Kutipan Sumber:
▼
MVP.Hot6. | Sumber: GosuGamers

Sementara itu, MVP.Hot6 terdiri dari empat pemain Korea Selatan dan satu pemain veteran asal Finlandia, Jesse “JerAx” Vainikka. Nantinya, JerAx akan masuk ke OG, yang memenangkan TI dua kali berturut-turut. Sama seperti MVP.Phoenix, MVP.Hot6 juga cukup sukses di skena esports Dota 2 Korea Selatan. Sayangnya, di TI5, MVP.Hot6 berakhir pada peringkat terakhir. Kabar baiknya, MVP.Phoenix dapat meraih peringkat 7-8.

Setelah TI5, MVP lalu membuat satu tim yang semua pemainnya berasal dari Korea Selatan. Tim itu merupakan gabungan dari Phoenix dan Hot6. Tim tersebut dapat memenangkan sejumlah kompetisi. Mereka menduduki peringkat 4 di Singapore Major, peringkat 5-6 di Manilla Major, dan merangkak ke peringkat 5-6 di The International 6.

Pada 2016, MVP.Phoenix memenangkan penghargaan “Best overseas activity award of the year”. Tahun itu merupakan kali kedua mereka mendapatkan penghargaan tersebut. Pada 2015, kedua tim MVP — Phoenix dan Hot6 — juga berhasil meraih gelar tersebut. Mereka mendapatkan gelar tersebut karena kesuksesan mereka untuk masuk ke TI. Kegigihan MVP menunjukkan bahwa mereka tetap bisa bertanding di kancah internasional, walau skena esports Dota 2 di Korea Selatan tidak ramai.

TI Membuat Tim Dota 2

Walau Phoenix dan Hot6 punya prestasi, kedua tim itu tetap dibubarkan oleh MVP pada 2016. Sejak saat itu, tidak ada lagi tim Dota 2 Korea Selatan yang berhasil menorehkan prestasi di skena Dota 2 global. Angin segar bertiup pada Agustus 2019. Saat itu, T1 — organisasi esports yang dikenal dengan tim League of Legends-nya — mengumumkan bahwa mereka akan kembali menjajaki Dota 2.
▲
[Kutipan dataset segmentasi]
▼
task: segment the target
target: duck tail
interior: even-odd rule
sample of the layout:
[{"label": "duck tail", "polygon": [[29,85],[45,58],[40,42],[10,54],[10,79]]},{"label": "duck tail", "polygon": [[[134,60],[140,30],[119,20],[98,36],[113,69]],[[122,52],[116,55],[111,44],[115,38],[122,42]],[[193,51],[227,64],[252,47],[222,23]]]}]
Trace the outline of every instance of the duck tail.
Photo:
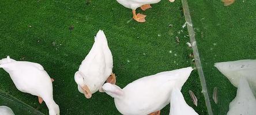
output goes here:
[{"label": "duck tail", "polygon": [[95,37],[95,43],[103,45],[108,45],[108,42],[107,38],[104,33],[104,32],[101,30],[99,30],[97,33],[97,35]]}]

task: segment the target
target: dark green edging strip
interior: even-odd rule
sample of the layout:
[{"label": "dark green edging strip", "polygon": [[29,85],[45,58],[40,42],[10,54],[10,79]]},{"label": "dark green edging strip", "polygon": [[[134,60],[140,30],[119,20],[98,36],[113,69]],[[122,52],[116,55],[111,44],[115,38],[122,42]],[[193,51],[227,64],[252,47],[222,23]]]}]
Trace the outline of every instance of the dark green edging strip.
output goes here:
[{"label": "dark green edging strip", "polygon": [[209,115],[213,115],[212,107],[210,106],[210,100],[209,98],[208,93],[207,91],[206,83],[205,82],[205,76],[202,69],[200,58],[199,56],[198,50],[197,49],[197,43],[195,39],[195,32],[193,29],[192,21],[189,12],[189,5],[187,0],[182,0],[183,8],[184,15],[185,16],[186,24],[187,25],[187,30],[189,31],[189,37],[190,38],[190,43],[191,43],[192,48],[193,49],[194,57],[195,62],[195,66],[198,71],[199,77],[200,78],[201,84],[202,85],[202,93],[205,97],[205,103],[207,107],[207,110]]},{"label": "dark green edging strip", "polygon": [[[33,108],[26,104],[25,103],[23,102],[22,101],[18,99],[17,98],[9,94],[8,93],[0,90],[0,98],[1,98],[4,99],[6,99],[6,100],[10,101],[11,102],[13,102],[13,103],[15,103],[16,104],[17,104],[17,106],[22,106],[22,107],[26,107],[27,109],[28,109],[28,110],[29,110],[31,113],[34,113],[35,114],[44,115],[42,113],[40,112],[39,111],[37,110],[36,109],[35,109]],[[18,114],[20,114],[20,113],[21,113],[20,112]]]}]

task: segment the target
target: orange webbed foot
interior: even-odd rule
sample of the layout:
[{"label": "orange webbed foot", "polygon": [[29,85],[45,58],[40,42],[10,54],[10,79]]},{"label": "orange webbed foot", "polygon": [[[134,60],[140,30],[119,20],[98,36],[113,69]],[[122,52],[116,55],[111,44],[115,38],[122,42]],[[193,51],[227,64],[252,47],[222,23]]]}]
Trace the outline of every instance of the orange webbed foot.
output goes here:
[{"label": "orange webbed foot", "polygon": [[42,103],[43,103],[43,101],[44,101],[43,98],[38,96],[38,102],[39,102],[39,103],[42,104]]},{"label": "orange webbed foot", "polygon": [[234,3],[235,0],[222,0],[221,2],[224,3],[224,6],[228,6]]},{"label": "orange webbed foot", "polygon": [[145,17],[146,17],[146,16],[138,13],[136,15],[136,16],[134,17],[133,18],[139,22],[144,22],[146,21],[146,20],[145,19]]},{"label": "orange webbed foot", "polygon": [[115,85],[116,81],[116,80],[115,75],[113,73],[112,73],[111,75],[110,75],[110,76],[107,79],[107,83],[110,83],[112,85]]},{"label": "orange webbed foot", "polygon": [[150,8],[151,8],[151,7],[151,7],[150,5],[149,5],[149,5],[144,5],[141,6],[141,10],[142,10],[143,11],[145,11],[145,10],[146,10],[146,9],[150,9]]},{"label": "orange webbed foot", "polygon": [[160,115],[160,111],[159,110],[157,112],[152,113],[149,114],[149,115]]}]

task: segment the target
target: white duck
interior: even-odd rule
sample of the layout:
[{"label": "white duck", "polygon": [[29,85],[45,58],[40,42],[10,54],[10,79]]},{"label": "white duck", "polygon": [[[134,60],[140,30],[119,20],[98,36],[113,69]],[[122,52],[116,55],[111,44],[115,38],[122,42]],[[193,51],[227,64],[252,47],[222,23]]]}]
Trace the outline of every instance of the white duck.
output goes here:
[{"label": "white duck", "polygon": [[90,98],[92,94],[97,91],[103,91],[101,87],[105,81],[115,84],[115,76],[112,72],[112,68],[111,52],[103,31],[100,30],[92,49],[74,75],[79,91]]},{"label": "white duck", "polygon": [[14,113],[10,108],[6,106],[0,106],[0,114],[14,115]]},{"label": "white duck", "polygon": [[187,104],[180,90],[175,87],[172,89],[171,94],[171,108],[169,115],[185,114],[198,115],[191,107]]},{"label": "white duck", "polygon": [[214,66],[238,87],[240,79],[246,78],[256,96],[256,60],[216,63]]},{"label": "white duck", "polygon": [[[161,0],[116,0],[118,3],[123,6],[131,9],[133,10],[133,19],[140,22],[145,22],[145,15],[141,14],[136,14],[136,9],[141,7],[141,9],[145,11],[148,9],[151,8],[150,4],[157,3]],[[169,0],[173,2],[175,0]]]},{"label": "white duck", "polygon": [[8,72],[18,90],[38,97],[44,101],[50,115],[59,115],[59,106],[53,99],[52,79],[38,63],[16,61],[8,56],[0,60],[0,68]]},{"label": "white duck", "polygon": [[229,103],[229,110],[227,114],[256,114],[256,99],[245,78],[240,79],[236,97]]},{"label": "white duck", "polygon": [[123,89],[107,83],[103,89],[114,98],[122,114],[160,114],[160,110],[170,102],[173,87],[181,89],[192,70],[187,67],[160,72],[137,79]]}]

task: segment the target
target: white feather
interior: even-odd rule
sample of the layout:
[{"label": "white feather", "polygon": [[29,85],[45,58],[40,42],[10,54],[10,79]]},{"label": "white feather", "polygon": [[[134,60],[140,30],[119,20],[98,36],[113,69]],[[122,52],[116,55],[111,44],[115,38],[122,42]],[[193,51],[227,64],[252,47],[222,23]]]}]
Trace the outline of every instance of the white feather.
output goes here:
[{"label": "white feather", "polygon": [[217,63],[214,66],[235,87],[238,86],[241,78],[246,78],[256,95],[256,60]]},{"label": "white feather", "polygon": [[103,89],[114,98],[122,114],[146,115],[168,104],[173,87],[181,89],[192,70],[187,67],[160,72],[136,80],[123,89],[110,83],[106,83]]}]

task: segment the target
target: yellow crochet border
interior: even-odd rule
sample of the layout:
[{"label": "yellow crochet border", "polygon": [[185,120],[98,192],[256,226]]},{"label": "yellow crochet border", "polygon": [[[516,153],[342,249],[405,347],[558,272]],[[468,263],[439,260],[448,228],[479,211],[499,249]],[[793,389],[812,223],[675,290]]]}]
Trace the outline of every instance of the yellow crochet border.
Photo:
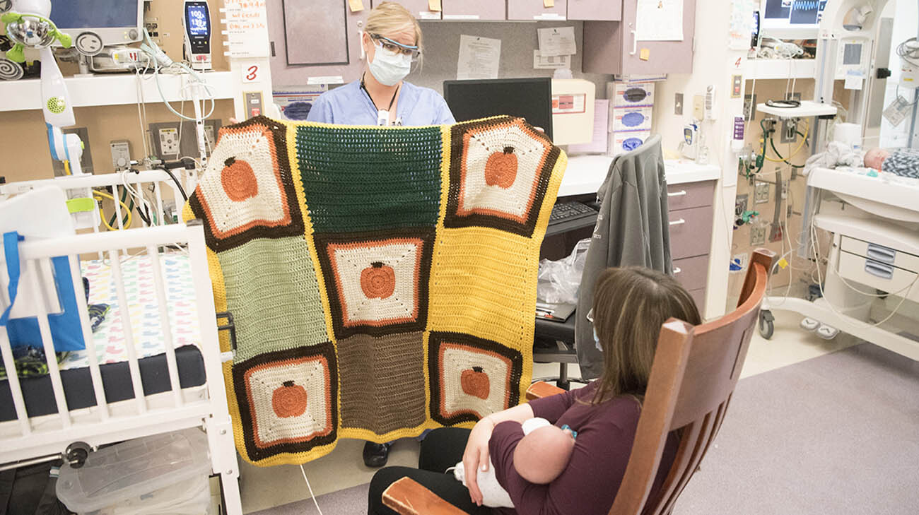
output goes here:
[{"label": "yellow crochet border", "polygon": [[[296,123],[283,122],[283,123],[287,127],[287,133],[286,133],[287,151],[289,156],[289,162],[290,164],[290,169],[291,169],[291,176],[299,177],[300,163],[299,161],[296,159],[297,129],[302,126],[324,127],[324,126],[329,126],[329,124],[319,124],[312,122],[296,122]],[[442,139],[442,146],[441,146],[442,149],[450,148],[451,127],[452,126],[449,125],[439,126],[440,135]],[[359,129],[378,129],[378,128],[368,126],[368,127],[359,127]],[[395,129],[409,129],[409,128],[395,128]],[[417,129],[417,128],[413,128],[413,129]],[[552,206],[554,205],[554,201],[550,202],[549,201],[549,199],[556,198],[559,186],[562,184],[562,178],[567,167],[567,162],[568,162],[567,155],[564,153],[564,151],[560,151],[559,157],[555,162],[555,166],[552,169],[552,174],[550,178],[548,189],[546,191],[545,200],[542,203],[541,208],[539,210],[539,216],[537,219],[536,227],[533,232],[534,238],[529,239],[531,248],[528,249],[528,256],[529,257],[529,259],[533,261],[531,264],[534,270],[537,268],[539,263],[539,246],[542,242],[542,238],[545,235],[546,229],[549,225],[549,218],[552,210]],[[449,193],[449,164],[450,164],[449,153],[444,152],[444,158],[441,160],[441,167],[440,167],[440,174],[441,174],[440,211],[437,217],[437,224],[436,229],[437,236],[435,237],[435,245],[438,244],[438,242],[440,241],[439,236],[443,233],[444,230],[446,230],[444,228],[444,218],[446,216],[447,199]],[[304,227],[303,236],[310,249],[310,257],[312,261],[313,270],[316,271],[316,276],[318,279],[317,282],[319,285],[320,297],[322,298],[323,309],[325,314],[325,331],[327,336],[329,337],[329,340],[332,341],[335,349],[335,352],[337,353],[338,342],[337,340],[335,338],[335,332],[333,331],[331,309],[329,308],[328,292],[325,290],[325,282],[322,276],[322,269],[319,264],[319,256],[318,253],[316,252],[314,245],[314,241],[312,236],[313,235],[312,223],[312,220],[310,219],[309,209],[307,208],[306,206],[306,199],[304,197],[302,186],[299,184],[295,184],[294,186],[295,186],[294,189],[296,190],[297,193],[297,200],[301,207],[301,212],[302,213],[303,217],[303,227]],[[186,221],[195,218],[187,203],[186,203],[185,207],[183,207],[182,218]],[[536,235],[539,235],[539,238],[536,238],[535,237]],[[214,308],[218,311],[225,311],[227,309],[226,288],[223,283],[223,273],[221,268],[220,260],[218,259],[217,254],[210,249],[208,249],[207,252],[208,252],[208,266],[210,275],[211,286],[213,288],[213,293],[214,293]],[[525,308],[528,309],[528,312],[534,312],[536,310],[536,293],[537,293],[536,274],[533,274],[530,280],[528,280],[527,284],[521,285],[520,287],[525,288],[526,297],[528,299],[532,299],[532,305],[527,306],[525,307]],[[429,386],[430,371],[428,370],[428,365],[427,365],[428,363],[427,352],[428,352],[429,335],[431,330],[435,329],[436,328],[432,327],[432,320],[429,318],[423,337],[424,338],[423,349],[424,349],[424,360],[425,360],[425,366],[424,366],[425,398],[425,412],[427,415],[425,420],[423,423],[413,428],[404,428],[401,430],[389,431],[383,434],[377,434],[373,431],[365,429],[344,427],[342,425],[341,410],[339,409],[338,420],[336,420],[338,439],[352,438],[352,439],[360,439],[380,443],[384,442],[391,442],[398,438],[416,437],[419,434],[421,434],[425,430],[442,427],[442,424],[438,423],[437,421],[434,420],[431,418],[431,413],[429,409],[430,399],[431,399],[431,390]],[[522,335],[523,336],[522,341],[532,341],[533,331],[534,331],[534,326],[532,325],[528,326],[527,330],[527,334]],[[220,338],[221,351],[221,352],[230,351],[231,344],[230,344],[229,335],[226,332],[221,332],[219,338]],[[526,399],[527,387],[529,386],[530,379],[533,374],[533,348],[532,345],[525,344],[522,345],[522,348],[517,350],[520,352],[523,357],[523,370],[519,385],[519,399],[520,402],[522,403]],[[333,450],[335,450],[335,446],[337,445],[338,439],[336,439],[332,443],[314,447],[305,453],[281,453],[262,460],[252,460],[246,452],[246,446],[244,440],[243,428],[240,422],[239,406],[236,403],[236,393],[234,391],[232,366],[233,366],[232,362],[227,362],[222,364],[224,383],[226,385],[226,389],[227,389],[227,404],[229,408],[230,417],[233,420],[233,439],[236,443],[236,449],[239,451],[240,454],[245,461],[253,465],[255,465],[257,466],[272,466],[277,465],[300,465],[324,456],[325,454],[328,454]],[[341,406],[340,388],[339,391],[336,392],[336,396],[338,397],[336,402],[338,403],[339,406]],[[474,425],[473,422],[462,422],[457,424],[456,427],[471,428],[473,425]]]}]

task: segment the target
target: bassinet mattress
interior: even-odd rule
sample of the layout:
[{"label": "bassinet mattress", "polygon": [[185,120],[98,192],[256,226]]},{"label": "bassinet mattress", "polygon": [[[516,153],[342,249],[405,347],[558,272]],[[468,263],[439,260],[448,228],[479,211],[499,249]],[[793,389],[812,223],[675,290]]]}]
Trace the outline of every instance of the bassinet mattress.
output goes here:
[{"label": "bassinet mattress", "polygon": [[[160,265],[165,282],[173,344],[176,347],[197,344],[198,311],[188,257],[180,252],[161,254]],[[83,276],[89,280],[89,303],[109,306],[106,319],[93,333],[93,344],[96,355],[101,357],[100,364],[128,361],[128,350],[124,344],[125,328],[121,323],[111,266],[108,262],[93,260],[83,262],[82,270]],[[164,353],[165,343],[150,259],[141,255],[123,262],[121,276],[128,297],[137,357],[145,358]],[[69,370],[88,365],[89,353],[84,350],[71,353],[61,362],[60,368]]]},{"label": "bassinet mattress", "polygon": [[[119,309],[118,294],[111,267],[99,260],[83,262],[82,273],[89,280],[89,303],[110,306],[105,320],[93,333],[93,345],[100,356],[102,382],[108,402],[133,397],[125,329]],[[165,282],[170,332],[176,346],[179,385],[183,388],[205,382],[204,360],[197,347],[198,317],[194,303],[194,284],[187,256],[179,252],[160,255]],[[141,381],[144,395],[168,391],[169,370],[165,343],[160,323],[153,265],[148,256],[141,255],[121,263],[128,310],[130,315],[134,348],[139,358]],[[67,406],[79,409],[96,405],[89,375],[88,352],[70,353],[60,364]],[[20,378],[23,397],[29,417],[57,412],[51,377]],[[0,381],[0,421],[16,420],[16,409],[7,380]]]}]

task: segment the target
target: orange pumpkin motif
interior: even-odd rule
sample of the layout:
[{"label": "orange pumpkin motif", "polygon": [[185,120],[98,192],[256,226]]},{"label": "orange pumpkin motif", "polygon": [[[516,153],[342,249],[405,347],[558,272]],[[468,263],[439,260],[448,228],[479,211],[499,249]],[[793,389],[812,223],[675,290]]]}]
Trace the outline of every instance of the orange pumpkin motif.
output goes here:
[{"label": "orange pumpkin motif", "polygon": [[396,273],[391,266],[371,263],[360,271],[360,289],[367,298],[388,298],[396,289]]},{"label": "orange pumpkin motif", "polygon": [[223,170],[221,170],[221,185],[230,200],[242,202],[258,195],[255,173],[248,162],[231,157],[223,162]]},{"label": "orange pumpkin motif", "polygon": [[517,161],[514,147],[505,147],[505,151],[494,152],[485,162],[485,184],[507,189],[516,179]]},{"label": "orange pumpkin motif", "polygon": [[284,381],[271,394],[271,408],[282,419],[300,417],[306,412],[306,390],[293,381]]},{"label": "orange pumpkin motif", "polygon": [[473,366],[471,370],[463,370],[460,375],[460,386],[467,395],[477,397],[482,400],[488,398],[488,375],[481,366]]}]

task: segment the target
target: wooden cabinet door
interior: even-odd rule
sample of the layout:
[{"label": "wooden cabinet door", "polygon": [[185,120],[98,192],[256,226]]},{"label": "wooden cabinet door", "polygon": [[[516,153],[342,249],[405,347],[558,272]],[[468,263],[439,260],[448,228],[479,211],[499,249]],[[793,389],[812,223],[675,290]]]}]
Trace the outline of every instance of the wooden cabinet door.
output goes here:
[{"label": "wooden cabinet door", "polygon": [[[370,0],[370,7],[376,7],[385,0]],[[393,0],[390,0],[393,1]],[[394,0],[397,4],[402,4],[409,10],[414,17],[418,19],[440,19],[440,11],[430,11],[427,9],[427,0]]]},{"label": "wooden cabinet door", "polygon": [[507,6],[501,0],[443,0],[442,4],[444,19],[507,19]]},{"label": "wooden cabinet door", "polygon": [[[636,41],[638,0],[623,0],[622,73],[692,73],[693,37],[696,34],[696,0],[683,0],[682,41]],[[647,60],[641,59],[647,50]]]},{"label": "wooden cabinet door", "polygon": [[546,0],[507,0],[507,19],[565,19],[568,13],[567,0],[555,0],[555,6],[546,7]]},{"label": "wooden cabinet door", "polygon": [[568,19],[618,21],[622,0],[568,0]]}]

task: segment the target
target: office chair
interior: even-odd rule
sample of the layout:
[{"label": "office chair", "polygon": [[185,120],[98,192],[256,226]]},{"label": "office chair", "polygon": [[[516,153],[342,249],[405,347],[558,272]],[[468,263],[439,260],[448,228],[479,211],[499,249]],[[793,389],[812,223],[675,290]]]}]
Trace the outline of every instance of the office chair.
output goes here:
[{"label": "office chair", "polygon": [[[737,308],[731,313],[696,327],[675,319],[662,326],[635,442],[609,515],[672,512],[724,420],[775,259],[764,249],[754,252]],[[537,383],[528,398],[560,391]],[[664,486],[652,497],[667,435],[675,431],[680,431],[676,456]],[[409,477],[383,492],[383,504],[402,515],[464,513]]]}]

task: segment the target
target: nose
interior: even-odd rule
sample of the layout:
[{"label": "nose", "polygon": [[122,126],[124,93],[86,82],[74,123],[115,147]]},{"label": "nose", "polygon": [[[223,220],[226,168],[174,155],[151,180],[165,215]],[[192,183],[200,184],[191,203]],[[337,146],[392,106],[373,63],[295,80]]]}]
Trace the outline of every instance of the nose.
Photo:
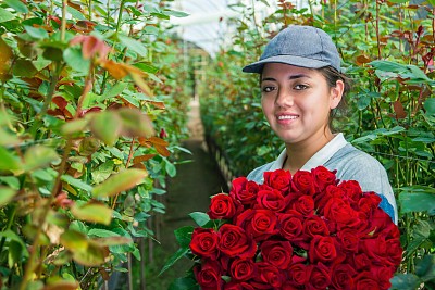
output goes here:
[{"label": "nose", "polygon": [[293,104],[294,97],[291,93],[285,88],[279,88],[278,92],[276,93],[275,105],[279,108],[287,108],[291,106]]}]

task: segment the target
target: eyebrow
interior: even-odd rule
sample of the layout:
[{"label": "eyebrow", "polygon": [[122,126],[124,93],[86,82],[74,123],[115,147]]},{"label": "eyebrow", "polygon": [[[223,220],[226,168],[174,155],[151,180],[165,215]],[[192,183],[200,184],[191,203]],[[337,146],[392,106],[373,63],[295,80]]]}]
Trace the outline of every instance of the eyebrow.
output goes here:
[{"label": "eyebrow", "polygon": [[[309,75],[306,75],[306,74],[297,74],[297,75],[291,75],[288,79],[291,80],[291,79],[298,79],[298,78],[302,78],[302,77],[311,78]],[[264,77],[264,78],[261,79],[261,81],[265,81],[265,80],[274,81],[276,79],[273,78],[273,77]]]}]

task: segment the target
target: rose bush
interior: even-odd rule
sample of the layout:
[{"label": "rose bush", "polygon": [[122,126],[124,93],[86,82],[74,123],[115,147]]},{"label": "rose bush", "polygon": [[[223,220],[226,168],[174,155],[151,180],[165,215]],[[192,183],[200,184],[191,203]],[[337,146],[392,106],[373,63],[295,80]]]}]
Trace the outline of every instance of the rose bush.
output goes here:
[{"label": "rose bush", "polygon": [[[398,227],[335,172],[277,169],[264,184],[234,179],[187,228],[190,281],[201,289],[388,289],[400,264]],[[187,288],[186,288],[187,289]]]}]

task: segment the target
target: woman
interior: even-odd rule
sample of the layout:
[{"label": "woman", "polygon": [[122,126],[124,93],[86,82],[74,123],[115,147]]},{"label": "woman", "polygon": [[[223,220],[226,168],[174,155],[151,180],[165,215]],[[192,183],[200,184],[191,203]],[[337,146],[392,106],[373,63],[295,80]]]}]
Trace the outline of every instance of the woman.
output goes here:
[{"label": "woman", "polygon": [[263,173],[291,174],[316,166],[336,169],[340,180],[357,180],[363,191],[383,198],[381,206],[397,224],[397,205],[382,164],[333,134],[331,111],[349,90],[331,37],[311,26],[291,25],[265,47],[258,62],[243,70],[260,74],[263,113],[286,149],[276,161],[253,169],[248,179],[263,182]]}]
▲
Soal Latihan A: Menurut teks tentang tim Dota 2 MVP, di peringkat berapa MVP.Phoenix menyelesaikan TI5?
Soal Latihan B: Teruskan teks tentang tim Dota 2 Korea Selatan mulai setelah kalimat terakhirnya.

Hasil Tugas A: Peringkat 7-8.

Hasil Tugas B:
Sayangnya, tidak peduli seberapa keras usaha T1, mereka tetap kesulitan untuk menorehkan prestasi di Dota 2. Padahal, mereka telah bolak-balik mengganti roster tim Dota 2. Mereka juga pernah mencoba untuk mengembangkan talenta muda Dota 2 dari nol dengan membuat tim berisi tiga pelatih. Tim pelatih itu dipimpin oleh Choi “cCarter” Byoung-hoon, kepala pelatih tim League of Legends T1 yang pernah memenangkan Worlds Championship tiga kali. Meskipun begitu, usaha T1 tetap berujung pada kegagalan. Prestasi terbaik dari tim Dota 2 T1 ketika itu adalah masuk peringkat enam besar di ESL One Thailand 2020: Asia.

ESL One Thailand 2020: Asia.

Tim Dota 2 dari T1 baru mulai sukses setelah mereka menunjuk Park “March” Tae-won untuk membangun tim dari nol. Dia dianggap sebagai “mastermind” di balik MVP.Phoenix dan juga pernah menjadi pelatih dari TNC Predator. Setelah itu, tim Dota 2 mulai meraih berbagai gelar. Mereka berhasil menjuarai Dota Pro Circuit 2021: S2 – Southeast Asia Upper Division dan juga ESL One Summer 2021. Pada WePlay Major, DPC 2021: S1 – SEA Upper Division, serta BTS Pro Series Season 4: Southeast Asia, mereka berhasil menduduki peringkat tiga.

Apa yang Bisa Meningkatkan Popularitas Dota 2 di Korea Selatan?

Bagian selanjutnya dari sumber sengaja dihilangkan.